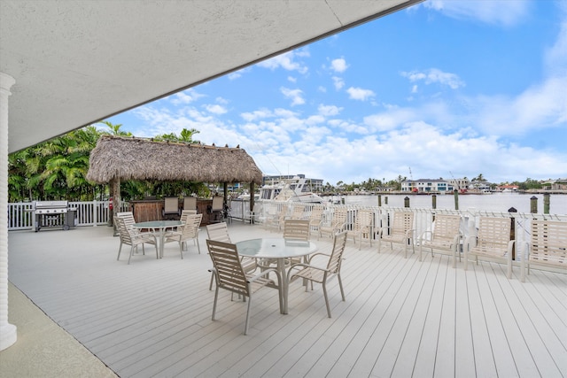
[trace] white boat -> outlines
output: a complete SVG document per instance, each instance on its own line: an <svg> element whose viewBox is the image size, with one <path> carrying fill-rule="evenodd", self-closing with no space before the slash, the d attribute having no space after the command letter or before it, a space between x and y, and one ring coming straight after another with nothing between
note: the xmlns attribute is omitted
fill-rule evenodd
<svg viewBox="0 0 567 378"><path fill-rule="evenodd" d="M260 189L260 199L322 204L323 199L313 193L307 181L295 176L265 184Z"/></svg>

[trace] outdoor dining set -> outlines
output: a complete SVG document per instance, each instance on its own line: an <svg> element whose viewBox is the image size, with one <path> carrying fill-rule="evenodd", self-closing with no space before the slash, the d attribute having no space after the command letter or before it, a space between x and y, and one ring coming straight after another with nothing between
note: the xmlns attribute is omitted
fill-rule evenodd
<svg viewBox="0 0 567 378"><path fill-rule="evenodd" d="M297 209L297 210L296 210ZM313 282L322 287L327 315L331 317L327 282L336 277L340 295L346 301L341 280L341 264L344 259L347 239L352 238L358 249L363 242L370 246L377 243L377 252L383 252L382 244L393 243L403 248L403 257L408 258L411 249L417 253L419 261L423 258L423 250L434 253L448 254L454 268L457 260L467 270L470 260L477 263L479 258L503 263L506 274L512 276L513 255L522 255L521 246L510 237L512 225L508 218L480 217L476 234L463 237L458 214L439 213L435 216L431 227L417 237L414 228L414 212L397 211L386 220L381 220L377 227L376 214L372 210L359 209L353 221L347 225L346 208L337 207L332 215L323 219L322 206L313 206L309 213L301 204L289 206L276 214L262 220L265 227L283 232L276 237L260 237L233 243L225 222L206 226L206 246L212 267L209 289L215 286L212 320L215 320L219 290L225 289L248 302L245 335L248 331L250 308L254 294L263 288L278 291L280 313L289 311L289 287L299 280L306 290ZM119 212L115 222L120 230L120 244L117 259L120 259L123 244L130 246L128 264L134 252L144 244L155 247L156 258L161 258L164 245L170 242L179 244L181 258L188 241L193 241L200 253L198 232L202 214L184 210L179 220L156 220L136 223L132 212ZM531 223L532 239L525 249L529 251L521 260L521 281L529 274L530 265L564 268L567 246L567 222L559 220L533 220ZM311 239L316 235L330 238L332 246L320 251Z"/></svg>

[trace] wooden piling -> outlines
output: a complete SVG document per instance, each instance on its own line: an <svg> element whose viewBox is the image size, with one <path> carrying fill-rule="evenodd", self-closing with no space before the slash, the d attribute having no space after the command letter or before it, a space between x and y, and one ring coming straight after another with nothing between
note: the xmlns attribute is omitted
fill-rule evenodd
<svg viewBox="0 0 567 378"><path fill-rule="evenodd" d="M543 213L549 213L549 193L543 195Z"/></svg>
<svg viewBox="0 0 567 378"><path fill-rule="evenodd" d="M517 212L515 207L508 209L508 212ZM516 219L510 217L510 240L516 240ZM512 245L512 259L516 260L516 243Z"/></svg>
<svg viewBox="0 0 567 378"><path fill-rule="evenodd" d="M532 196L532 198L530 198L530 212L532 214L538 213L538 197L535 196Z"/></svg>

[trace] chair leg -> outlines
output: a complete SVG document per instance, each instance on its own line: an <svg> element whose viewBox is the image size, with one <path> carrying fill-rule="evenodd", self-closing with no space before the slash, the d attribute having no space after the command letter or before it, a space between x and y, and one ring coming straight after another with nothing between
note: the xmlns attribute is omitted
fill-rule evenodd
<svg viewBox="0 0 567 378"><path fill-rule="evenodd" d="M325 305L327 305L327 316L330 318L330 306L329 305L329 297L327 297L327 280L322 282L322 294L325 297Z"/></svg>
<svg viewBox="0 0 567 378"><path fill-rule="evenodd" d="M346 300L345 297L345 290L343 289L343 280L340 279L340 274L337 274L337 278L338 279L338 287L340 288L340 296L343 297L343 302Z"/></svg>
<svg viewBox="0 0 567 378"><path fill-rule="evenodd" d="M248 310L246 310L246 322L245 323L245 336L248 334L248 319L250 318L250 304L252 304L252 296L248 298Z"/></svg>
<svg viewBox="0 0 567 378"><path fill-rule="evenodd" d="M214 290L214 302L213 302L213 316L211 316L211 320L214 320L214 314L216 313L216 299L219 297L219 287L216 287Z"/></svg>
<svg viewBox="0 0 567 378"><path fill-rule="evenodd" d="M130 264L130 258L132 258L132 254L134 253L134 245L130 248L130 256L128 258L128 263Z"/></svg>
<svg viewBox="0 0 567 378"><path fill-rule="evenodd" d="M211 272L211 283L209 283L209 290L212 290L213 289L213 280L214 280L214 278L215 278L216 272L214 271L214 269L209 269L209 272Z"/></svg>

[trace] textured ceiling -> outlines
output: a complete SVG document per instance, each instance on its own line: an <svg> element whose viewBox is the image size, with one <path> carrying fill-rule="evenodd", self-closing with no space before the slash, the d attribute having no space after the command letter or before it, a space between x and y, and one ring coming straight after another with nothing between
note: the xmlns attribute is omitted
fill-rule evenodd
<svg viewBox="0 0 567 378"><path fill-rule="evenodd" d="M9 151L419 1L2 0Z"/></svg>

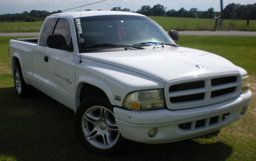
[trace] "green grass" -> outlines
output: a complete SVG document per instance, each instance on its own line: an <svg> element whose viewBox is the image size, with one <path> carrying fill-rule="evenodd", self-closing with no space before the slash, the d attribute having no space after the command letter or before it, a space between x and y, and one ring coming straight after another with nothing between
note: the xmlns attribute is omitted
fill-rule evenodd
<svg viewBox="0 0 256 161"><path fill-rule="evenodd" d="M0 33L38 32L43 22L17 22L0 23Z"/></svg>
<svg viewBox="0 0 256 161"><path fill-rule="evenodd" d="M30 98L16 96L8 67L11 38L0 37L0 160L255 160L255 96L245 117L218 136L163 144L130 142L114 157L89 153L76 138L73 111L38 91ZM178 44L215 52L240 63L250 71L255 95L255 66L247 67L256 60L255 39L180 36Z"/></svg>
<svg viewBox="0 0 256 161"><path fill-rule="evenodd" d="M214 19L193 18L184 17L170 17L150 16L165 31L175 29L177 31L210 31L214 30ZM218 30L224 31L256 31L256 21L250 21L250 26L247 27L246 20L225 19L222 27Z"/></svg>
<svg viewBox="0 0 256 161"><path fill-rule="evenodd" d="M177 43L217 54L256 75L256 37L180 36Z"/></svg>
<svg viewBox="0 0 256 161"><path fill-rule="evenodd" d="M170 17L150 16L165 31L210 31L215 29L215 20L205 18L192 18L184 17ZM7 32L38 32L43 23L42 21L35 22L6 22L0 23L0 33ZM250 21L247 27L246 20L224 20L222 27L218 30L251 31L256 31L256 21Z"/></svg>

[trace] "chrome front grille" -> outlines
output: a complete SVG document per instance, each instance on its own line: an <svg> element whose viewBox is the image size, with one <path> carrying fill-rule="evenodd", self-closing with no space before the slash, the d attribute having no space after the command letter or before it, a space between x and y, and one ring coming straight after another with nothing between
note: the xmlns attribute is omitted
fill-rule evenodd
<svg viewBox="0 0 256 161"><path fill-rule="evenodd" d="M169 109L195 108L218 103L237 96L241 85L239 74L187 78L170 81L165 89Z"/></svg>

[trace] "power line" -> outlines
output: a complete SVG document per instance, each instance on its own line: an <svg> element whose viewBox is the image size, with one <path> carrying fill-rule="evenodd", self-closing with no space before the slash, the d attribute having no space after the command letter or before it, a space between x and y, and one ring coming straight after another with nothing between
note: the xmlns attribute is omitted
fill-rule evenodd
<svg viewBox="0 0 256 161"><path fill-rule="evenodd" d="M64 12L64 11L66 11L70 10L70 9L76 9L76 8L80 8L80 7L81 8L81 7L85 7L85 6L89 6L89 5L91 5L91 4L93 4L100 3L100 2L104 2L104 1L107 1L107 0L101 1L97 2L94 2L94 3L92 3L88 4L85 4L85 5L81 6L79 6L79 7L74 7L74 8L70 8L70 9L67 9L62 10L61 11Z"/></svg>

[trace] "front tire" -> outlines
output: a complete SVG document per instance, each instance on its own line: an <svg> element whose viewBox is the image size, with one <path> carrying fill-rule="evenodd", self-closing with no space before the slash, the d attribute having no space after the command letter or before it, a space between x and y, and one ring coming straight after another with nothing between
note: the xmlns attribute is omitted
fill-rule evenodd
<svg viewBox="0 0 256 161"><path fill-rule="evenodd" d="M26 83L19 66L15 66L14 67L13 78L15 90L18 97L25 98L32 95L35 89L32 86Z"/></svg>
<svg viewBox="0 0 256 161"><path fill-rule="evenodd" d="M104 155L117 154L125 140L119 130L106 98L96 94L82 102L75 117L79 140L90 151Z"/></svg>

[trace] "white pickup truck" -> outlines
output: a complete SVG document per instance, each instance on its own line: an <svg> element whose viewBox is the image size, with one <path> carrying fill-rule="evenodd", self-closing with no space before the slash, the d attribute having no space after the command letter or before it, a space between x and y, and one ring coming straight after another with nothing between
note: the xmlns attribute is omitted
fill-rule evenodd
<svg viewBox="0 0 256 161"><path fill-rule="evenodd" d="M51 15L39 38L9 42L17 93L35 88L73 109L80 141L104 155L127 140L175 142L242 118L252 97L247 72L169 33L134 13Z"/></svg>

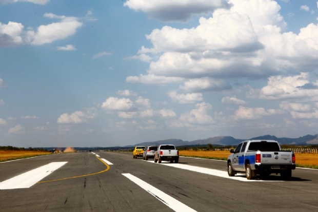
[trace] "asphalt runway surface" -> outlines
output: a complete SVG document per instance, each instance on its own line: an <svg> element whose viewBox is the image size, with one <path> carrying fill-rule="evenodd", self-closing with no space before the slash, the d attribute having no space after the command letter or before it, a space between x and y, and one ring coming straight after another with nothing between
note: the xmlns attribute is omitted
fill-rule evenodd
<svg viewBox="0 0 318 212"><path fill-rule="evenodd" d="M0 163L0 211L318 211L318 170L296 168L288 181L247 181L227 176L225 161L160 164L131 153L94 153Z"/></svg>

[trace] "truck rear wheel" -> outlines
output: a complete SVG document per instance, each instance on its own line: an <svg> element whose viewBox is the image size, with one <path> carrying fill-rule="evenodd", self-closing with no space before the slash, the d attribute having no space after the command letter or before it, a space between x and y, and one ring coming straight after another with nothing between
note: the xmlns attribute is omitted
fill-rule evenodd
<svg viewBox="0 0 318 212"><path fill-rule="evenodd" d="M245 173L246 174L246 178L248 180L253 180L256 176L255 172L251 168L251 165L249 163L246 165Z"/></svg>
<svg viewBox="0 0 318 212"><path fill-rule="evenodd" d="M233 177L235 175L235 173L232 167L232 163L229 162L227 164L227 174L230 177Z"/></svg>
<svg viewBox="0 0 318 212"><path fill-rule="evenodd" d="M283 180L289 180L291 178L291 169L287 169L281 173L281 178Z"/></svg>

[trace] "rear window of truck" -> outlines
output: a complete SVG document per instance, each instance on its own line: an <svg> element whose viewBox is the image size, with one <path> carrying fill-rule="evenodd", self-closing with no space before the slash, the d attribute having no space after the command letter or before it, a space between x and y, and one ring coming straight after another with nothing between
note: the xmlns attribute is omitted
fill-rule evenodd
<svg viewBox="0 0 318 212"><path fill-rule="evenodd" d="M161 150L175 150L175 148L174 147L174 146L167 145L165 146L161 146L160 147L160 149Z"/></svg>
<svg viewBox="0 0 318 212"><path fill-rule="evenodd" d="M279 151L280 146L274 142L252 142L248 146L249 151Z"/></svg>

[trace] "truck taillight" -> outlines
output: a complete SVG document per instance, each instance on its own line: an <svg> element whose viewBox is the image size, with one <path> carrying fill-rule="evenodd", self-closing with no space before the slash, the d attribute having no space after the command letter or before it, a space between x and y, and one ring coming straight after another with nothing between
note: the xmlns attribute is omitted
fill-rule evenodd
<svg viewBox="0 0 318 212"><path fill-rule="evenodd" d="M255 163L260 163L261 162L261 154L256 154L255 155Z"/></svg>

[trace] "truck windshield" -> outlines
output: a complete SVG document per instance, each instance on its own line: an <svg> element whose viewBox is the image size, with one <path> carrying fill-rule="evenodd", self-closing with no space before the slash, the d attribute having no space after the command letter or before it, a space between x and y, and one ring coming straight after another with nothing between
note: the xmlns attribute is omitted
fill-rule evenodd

....................

§ **WHAT YOU ARE ASKED TO DO**:
Swap "wooden piling" for "concrete piling" in the rows starting at the line that contains "[trace] wooden piling -> outlines" and ending at the line that contains "196L532 198L530 198L530". Give back only those lines, with everything else left the same.

§ **COMPLETE ANSWER**:
[trace] concrete piling -> outlines
output: a complete SVG document per instance, each instance on its own line: an <svg> element whose viewBox is the image size, with one <path> carrying fill-rule="evenodd", self-closing with no space before the slash, the d attribute having no space after the command letter or before it, a space between x and y, and one ring coming straight after another with nothing between
note: the xmlns attribute is omitted
fill-rule evenodd
<svg viewBox="0 0 567 378"><path fill-rule="evenodd" d="M543 213L549 213L549 193L543 195Z"/></svg>
<svg viewBox="0 0 567 378"><path fill-rule="evenodd" d="M517 212L515 207L508 209L508 212ZM516 219L510 217L510 240L516 240ZM512 245L512 259L516 260L516 243Z"/></svg>
<svg viewBox="0 0 567 378"><path fill-rule="evenodd" d="M532 196L532 198L530 198L530 212L532 214L538 213L538 197L535 196Z"/></svg>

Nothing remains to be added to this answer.